1. Field of the Invention
The present invention relates to a decoding method and device. In particular, the invention relates to a decoding method and device, which repeatedly decode first encoded data and second encoded data.
2. Description of Related Art
Digital communication systems have employed an error correction code for correcting code error occurring in a transmission channel. Particularly in a mobile communication system, a code error easily occurs since the intensity of the electric wave largely fluctuates due to phasing. Thus, a high correction ability is required of the error correction code. A turbo code has attracted an attention as an error correction code having an error correction ability close to the Shannon limit, and has been used in, for example, a W-CDMA (wideband code division multiple access) or CDMA-2000 as a three-generation mobile communication system.
FIG. 8 is a block diagram showing the configuration of a typical encoding device for generating a turbo code. An encoding device 80 is provided on a transmission side of a communication system, for example, and encodes an information sequence U as unencoded data into PCCCs (parallel concatenated convolutional codes) of the turbo code to output the resultant to the outside, such as a transmission channel.
--------------------------------
#### Tasks
- 1) Name every abbreviation for a communication system or a type of code in the turbo code passage.
- 2) Carry on the turbo code passage from its last sentence.
The listing that comes next has no connection to the turbo code passage.
--------------------------------
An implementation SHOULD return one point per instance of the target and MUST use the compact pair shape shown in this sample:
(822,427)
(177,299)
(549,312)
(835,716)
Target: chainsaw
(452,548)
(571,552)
--------------------------------
#### Outputs in order
- 1) W-CDMA, CDMA-2000, PCCCs

- 2)
As shown in FIG. 8, the encoding device 80 includes a first encoder 81 and a second encoder 82 as systematic convolutional encoders, and an interleaver 83 for interleaving (rearranging) data.
The first encoder 81 encodes the input information sequence (systematic portion) U to generate redundant bits P and outputs the redundant bits P to the outside. The interleaver 83 rearranges the bits of the received systematic portion U into a predetermined interleave pattern to create a systematic portion U′. The systematic portion U′ is sent to the second encoder 82. The second encoder 82 encodes the systematic portion U′ to generate redundant bits P′ and outputs the redundant bits P′ to the outside.
Thus, the encoding device 80 outputs the systematic portion U, the redundant bits P, the systematic portion U′ and the redundant bits P′. A pair (U, P) of the systematic portion U and the redundant bit P is called a first element code (encoded data), while a pair (U′, P′) of the systematic portion U′ and the redundant bit P′ is called a second element code E′. In this specification, data not apostrophized refers to the first element code or uninterleaved data; apostrophized data refers to the second element code or interleaved data.
Decoding the thus-encoded turbo code refers to turbo decoding. The turbo decoding performs decode iterations while exchanging extrinsic information between a decoder decoding the first element code E and a decoder decoding the second element code E′. For example, one disclosed in Japanese Unexamined Patent Publication No. 2004-80508 has been known as a conventional decoder used for turbo decoding.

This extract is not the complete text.